Written instruction – Starting at the line that contains "Target: bird's head", copy each line through the final one exactly as written.

Task data –
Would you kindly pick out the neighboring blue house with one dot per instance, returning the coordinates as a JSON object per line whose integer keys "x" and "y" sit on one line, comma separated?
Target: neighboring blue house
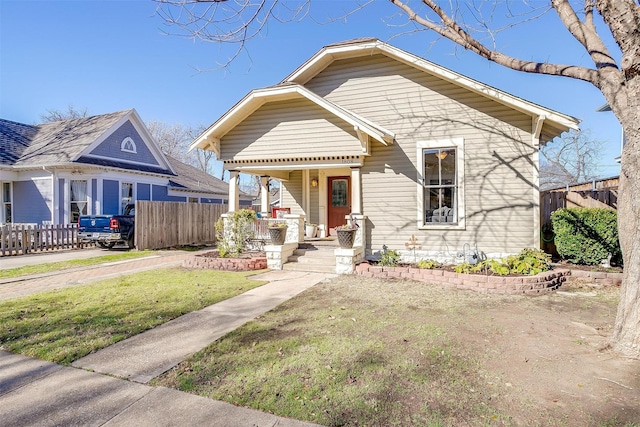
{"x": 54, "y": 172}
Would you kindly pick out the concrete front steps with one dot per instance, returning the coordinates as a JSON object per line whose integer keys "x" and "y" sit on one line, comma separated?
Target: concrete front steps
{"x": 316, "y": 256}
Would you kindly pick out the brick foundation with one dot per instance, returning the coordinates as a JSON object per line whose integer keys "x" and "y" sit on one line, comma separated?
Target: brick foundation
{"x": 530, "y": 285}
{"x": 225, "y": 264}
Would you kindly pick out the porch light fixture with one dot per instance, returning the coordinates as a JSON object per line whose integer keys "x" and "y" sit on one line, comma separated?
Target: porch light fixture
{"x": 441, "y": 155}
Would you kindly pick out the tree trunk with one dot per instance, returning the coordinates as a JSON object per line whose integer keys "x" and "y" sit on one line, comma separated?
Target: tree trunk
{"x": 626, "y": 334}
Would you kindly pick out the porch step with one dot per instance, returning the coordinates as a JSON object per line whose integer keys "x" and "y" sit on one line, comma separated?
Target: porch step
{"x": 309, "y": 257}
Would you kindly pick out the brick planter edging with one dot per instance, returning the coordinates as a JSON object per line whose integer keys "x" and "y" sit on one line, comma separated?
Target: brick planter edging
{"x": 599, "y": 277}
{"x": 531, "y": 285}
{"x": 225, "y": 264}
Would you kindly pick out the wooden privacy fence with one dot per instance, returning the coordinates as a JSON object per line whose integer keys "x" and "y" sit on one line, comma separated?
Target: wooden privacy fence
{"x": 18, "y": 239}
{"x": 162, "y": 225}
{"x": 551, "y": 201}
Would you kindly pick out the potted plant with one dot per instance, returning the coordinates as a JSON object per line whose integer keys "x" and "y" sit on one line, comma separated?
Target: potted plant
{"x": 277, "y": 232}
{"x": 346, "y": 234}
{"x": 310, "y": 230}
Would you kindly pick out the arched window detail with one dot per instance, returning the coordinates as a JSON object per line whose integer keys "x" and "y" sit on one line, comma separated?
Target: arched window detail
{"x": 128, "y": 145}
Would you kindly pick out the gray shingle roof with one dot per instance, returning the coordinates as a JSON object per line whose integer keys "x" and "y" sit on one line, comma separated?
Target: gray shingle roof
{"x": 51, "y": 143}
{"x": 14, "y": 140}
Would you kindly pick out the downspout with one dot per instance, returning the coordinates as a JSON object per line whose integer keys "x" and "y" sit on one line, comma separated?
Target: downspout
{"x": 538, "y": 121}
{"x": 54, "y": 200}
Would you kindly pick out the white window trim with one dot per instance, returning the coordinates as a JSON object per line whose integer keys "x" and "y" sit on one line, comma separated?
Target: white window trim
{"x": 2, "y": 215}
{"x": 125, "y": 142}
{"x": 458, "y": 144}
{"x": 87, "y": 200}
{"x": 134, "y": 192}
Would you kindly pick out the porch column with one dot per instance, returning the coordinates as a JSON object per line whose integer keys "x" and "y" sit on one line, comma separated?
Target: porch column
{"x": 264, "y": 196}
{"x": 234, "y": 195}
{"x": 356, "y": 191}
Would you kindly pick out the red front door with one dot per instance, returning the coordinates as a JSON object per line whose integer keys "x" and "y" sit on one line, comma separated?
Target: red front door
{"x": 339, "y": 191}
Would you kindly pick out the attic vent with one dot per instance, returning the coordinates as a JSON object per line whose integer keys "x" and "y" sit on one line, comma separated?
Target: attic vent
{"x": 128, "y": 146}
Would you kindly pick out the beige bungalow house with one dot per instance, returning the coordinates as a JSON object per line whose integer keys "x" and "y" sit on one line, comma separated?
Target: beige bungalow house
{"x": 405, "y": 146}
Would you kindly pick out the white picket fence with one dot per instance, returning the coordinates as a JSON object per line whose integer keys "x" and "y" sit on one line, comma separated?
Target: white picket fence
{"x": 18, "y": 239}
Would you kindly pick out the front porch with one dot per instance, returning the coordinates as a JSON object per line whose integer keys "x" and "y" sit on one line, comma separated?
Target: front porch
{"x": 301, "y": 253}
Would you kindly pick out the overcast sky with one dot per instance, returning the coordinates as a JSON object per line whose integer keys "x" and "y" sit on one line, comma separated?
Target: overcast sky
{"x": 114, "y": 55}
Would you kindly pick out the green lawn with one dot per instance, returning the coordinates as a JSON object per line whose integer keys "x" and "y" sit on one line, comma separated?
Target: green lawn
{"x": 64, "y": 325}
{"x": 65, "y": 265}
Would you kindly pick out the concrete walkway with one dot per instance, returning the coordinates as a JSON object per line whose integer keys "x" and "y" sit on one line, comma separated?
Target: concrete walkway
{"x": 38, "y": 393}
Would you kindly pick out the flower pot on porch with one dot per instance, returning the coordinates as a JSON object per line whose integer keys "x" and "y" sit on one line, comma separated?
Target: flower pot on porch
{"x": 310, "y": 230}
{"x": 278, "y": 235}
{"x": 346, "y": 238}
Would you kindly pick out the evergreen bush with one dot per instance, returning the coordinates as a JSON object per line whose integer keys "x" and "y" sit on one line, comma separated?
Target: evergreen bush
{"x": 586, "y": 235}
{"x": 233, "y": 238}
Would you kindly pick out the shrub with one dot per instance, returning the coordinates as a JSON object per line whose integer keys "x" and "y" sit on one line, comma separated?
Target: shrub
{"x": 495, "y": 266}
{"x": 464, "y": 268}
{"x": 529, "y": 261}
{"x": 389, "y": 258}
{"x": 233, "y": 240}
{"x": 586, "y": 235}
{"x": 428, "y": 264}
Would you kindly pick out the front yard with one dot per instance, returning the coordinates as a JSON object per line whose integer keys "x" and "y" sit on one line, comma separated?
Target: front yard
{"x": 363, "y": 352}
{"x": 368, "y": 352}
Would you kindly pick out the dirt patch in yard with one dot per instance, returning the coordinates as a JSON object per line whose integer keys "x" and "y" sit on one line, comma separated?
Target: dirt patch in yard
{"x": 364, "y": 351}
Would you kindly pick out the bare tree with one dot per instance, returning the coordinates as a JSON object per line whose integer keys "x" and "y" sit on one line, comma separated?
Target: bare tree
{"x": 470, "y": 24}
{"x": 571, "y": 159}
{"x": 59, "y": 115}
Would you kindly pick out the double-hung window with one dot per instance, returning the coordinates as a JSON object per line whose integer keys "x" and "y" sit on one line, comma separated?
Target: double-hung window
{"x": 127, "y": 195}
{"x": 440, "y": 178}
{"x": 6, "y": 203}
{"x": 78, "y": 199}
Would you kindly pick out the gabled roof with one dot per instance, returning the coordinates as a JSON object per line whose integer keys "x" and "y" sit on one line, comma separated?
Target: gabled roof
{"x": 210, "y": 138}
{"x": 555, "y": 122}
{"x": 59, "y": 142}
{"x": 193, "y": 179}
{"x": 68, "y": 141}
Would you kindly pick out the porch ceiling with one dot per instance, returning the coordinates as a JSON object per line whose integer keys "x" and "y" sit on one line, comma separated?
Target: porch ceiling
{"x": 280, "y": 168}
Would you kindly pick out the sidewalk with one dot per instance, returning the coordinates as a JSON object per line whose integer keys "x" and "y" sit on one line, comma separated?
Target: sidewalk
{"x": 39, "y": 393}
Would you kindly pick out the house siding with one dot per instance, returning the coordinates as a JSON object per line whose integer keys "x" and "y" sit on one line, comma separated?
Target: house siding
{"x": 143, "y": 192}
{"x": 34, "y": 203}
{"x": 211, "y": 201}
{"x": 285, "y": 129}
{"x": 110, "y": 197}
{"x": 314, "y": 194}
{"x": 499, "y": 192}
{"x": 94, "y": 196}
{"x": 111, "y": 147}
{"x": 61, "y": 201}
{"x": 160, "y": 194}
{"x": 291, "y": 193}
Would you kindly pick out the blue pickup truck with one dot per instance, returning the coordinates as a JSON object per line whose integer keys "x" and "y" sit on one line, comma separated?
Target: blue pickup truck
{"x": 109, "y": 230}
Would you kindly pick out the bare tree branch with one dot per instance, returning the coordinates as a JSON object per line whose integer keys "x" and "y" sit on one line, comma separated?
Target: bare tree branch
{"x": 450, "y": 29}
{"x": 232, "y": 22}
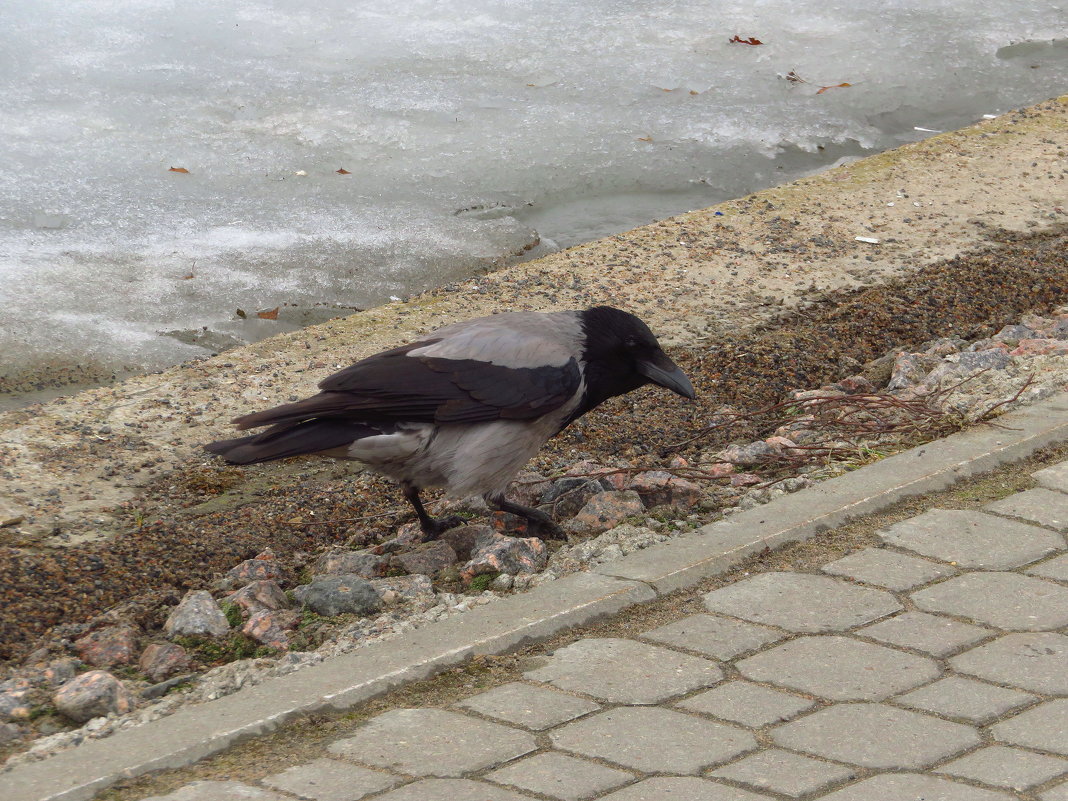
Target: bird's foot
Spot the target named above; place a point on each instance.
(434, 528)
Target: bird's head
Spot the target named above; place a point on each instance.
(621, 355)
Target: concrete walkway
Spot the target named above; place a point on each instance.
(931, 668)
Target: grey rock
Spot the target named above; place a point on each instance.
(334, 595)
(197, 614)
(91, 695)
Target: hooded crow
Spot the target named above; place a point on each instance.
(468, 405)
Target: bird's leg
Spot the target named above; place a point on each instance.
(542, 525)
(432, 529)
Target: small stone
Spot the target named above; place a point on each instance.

Exercise result –
Target: bird's head
Spot the target named above; place a point on each instance.
(621, 355)
Target: concrete walkway
Spot the target named above; place a point on each instance.
(931, 668)
Target: grey rock
Spot the target named above; place a point on each instance.
(334, 595)
(197, 614)
(91, 695)
Target: hooded crow
Spot the target named above; place a point on each instance.
(468, 405)
Target: bird's leg
Spot the target named above; place a point on each instance.
(542, 525)
(432, 529)
Target: small stone
Spot the target named above; place a point on each instance.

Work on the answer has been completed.